[Quoted passage]:

Input-Output in S-Plus

There are a number of ways to get data in and out of S-Plus. This document discusses most of them and when they might prove useful.

All of these functions are available in R, too, except where noted by the "not in R" logo


data.dump(), data.restore() -- SDD files

These are the original command-line techniques for moving S-Plus data from one machine to another. data.dump() creates an ASCII file (it's not particularly readable, but you can sort of see what's going on in there) and data.restore() reads in files in that format. The makers of S-Plus named this format "SDD" ("S-Plus Data Dump"? They call it "S-Plus Transport File") and you can read and write files of this format from the File | Import Data and File | Export Data menus as well.

This is the recommnded way to move S-Plus data from one machine to another. Of course you could save it as, say, Excel on one machine and read it in on the other (see below for how). The SDD transport file, however, was specifically designed so that data could be moved between PC's and Unix machines. (Technical note: SDD files are ASCII, so when moving to or from Unix you need to beware of the CR/LF problem).

[Required actions]:
a – Write out the passage of the S-Plus input-output page that begins at the words "This is the" and stops after "the CR/LF problem).".
b – On the S-Plus input-output page, what do the makers of S-Plus call the SDD format?
c – List every function and menu command that the S-Plus input-output page names for writing or reading SDD files.
The lines after this have nothing to do with the S-Plus input-output page.

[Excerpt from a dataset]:
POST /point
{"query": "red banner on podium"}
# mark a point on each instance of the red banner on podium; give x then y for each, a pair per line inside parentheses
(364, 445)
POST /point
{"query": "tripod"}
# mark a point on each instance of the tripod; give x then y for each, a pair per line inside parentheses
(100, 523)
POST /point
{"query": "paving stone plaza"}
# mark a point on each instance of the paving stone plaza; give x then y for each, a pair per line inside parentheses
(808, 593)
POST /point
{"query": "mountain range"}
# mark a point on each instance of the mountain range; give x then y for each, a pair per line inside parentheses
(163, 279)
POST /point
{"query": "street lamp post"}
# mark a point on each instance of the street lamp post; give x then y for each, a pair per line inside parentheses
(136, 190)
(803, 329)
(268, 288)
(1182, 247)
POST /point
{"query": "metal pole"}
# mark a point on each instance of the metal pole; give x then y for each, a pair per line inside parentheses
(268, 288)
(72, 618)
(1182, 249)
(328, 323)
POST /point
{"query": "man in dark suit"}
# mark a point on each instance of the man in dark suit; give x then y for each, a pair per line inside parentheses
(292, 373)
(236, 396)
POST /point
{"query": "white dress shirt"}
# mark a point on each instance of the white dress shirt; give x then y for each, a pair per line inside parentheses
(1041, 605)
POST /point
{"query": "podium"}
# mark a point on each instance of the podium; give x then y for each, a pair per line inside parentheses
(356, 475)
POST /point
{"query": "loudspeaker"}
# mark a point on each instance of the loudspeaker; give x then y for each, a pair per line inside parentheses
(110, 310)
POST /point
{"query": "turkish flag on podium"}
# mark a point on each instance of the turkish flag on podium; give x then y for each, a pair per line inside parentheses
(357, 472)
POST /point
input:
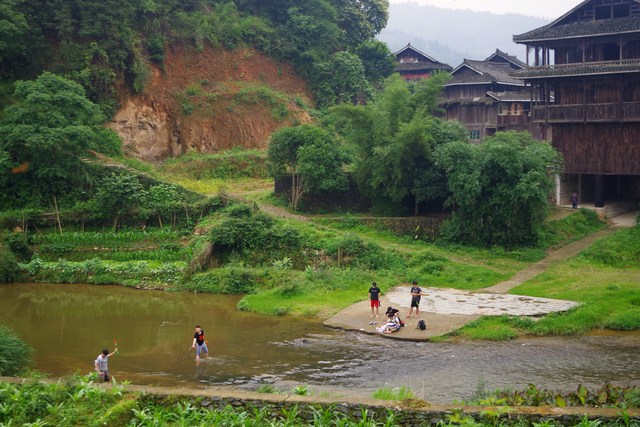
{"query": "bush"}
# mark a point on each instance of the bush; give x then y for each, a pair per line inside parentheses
(15, 354)
(8, 265)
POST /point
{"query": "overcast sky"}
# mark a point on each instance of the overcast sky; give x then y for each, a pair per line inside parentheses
(550, 9)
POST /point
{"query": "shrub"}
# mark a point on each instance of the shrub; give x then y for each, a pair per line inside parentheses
(8, 265)
(15, 354)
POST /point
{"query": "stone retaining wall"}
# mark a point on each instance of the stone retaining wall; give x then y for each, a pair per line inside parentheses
(407, 413)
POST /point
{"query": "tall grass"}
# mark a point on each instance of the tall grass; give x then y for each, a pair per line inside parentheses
(15, 354)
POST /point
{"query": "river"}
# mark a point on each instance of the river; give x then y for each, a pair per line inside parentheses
(68, 325)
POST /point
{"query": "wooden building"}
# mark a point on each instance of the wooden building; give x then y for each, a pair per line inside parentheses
(413, 64)
(585, 74)
(485, 98)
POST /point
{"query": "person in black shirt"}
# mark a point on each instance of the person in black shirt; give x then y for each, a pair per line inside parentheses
(374, 298)
(199, 343)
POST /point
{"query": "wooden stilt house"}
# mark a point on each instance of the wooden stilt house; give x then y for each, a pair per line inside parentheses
(584, 77)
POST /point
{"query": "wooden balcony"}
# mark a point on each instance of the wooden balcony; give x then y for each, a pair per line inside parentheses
(515, 120)
(579, 69)
(593, 113)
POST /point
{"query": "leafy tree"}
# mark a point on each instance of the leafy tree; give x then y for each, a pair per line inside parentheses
(378, 61)
(13, 34)
(118, 194)
(342, 80)
(361, 20)
(163, 200)
(48, 132)
(310, 155)
(499, 188)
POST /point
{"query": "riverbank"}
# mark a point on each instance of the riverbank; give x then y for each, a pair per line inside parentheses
(133, 405)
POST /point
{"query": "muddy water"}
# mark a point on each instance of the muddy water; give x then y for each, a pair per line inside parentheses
(68, 325)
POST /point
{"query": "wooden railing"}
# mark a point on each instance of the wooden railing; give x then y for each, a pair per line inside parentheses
(515, 120)
(610, 112)
(573, 65)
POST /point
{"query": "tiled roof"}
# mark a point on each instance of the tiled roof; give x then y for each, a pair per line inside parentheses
(411, 48)
(510, 96)
(510, 58)
(582, 69)
(581, 29)
(420, 66)
(485, 72)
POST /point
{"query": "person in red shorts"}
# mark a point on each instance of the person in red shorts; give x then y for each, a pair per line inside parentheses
(374, 298)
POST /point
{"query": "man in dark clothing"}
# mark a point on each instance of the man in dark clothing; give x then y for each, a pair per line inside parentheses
(199, 343)
(374, 298)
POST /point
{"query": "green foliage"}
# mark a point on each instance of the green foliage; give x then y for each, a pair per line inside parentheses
(8, 264)
(572, 227)
(232, 164)
(15, 354)
(119, 194)
(47, 132)
(394, 138)
(622, 250)
(378, 61)
(499, 189)
(397, 393)
(311, 156)
(607, 396)
(341, 79)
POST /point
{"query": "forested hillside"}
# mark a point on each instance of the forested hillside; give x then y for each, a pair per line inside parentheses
(169, 77)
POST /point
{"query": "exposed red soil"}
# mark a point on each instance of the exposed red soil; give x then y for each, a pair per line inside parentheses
(191, 104)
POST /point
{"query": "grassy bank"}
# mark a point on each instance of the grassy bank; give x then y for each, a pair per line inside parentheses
(153, 258)
(76, 400)
(605, 279)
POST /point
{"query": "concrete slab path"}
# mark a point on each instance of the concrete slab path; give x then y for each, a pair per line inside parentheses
(446, 310)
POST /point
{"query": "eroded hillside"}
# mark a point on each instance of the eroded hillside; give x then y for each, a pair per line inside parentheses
(208, 101)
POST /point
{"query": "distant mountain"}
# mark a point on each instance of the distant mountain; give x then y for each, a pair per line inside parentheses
(450, 35)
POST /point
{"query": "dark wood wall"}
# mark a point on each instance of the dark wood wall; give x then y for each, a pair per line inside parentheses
(599, 149)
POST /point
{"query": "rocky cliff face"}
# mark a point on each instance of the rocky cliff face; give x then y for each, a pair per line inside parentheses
(209, 101)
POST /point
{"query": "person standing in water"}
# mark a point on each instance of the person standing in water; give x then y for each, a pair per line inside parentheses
(374, 298)
(416, 293)
(102, 364)
(199, 343)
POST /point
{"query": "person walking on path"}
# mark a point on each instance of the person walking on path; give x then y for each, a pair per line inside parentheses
(102, 364)
(374, 299)
(199, 343)
(574, 200)
(416, 293)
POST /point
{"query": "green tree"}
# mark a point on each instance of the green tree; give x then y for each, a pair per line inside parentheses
(13, 34)
(499, 188)
(394, 137)
(117, 195)
(47, 133)
(378, 61)
(342, 80)
(310, 156)
(163, 200)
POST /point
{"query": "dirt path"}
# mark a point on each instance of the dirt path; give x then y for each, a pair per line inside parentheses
(562, 254)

[The answers]:
a –
This is the recommnded way to move S-Plus data from one machine to another. Of course you could save it as, say, Excel on one machine and read it in on the other (see below for how). The SDD transport file, however, was specifically designed so that data could be moved between PC's and Unix machines. (Technical note: SDD files are ASCII, so when moving to or from Unix you need to beware of the CR/LF problem).

b – S-Plus Transport File

c –
data.dump()
data.restore()
File | Import Data
File | Export Data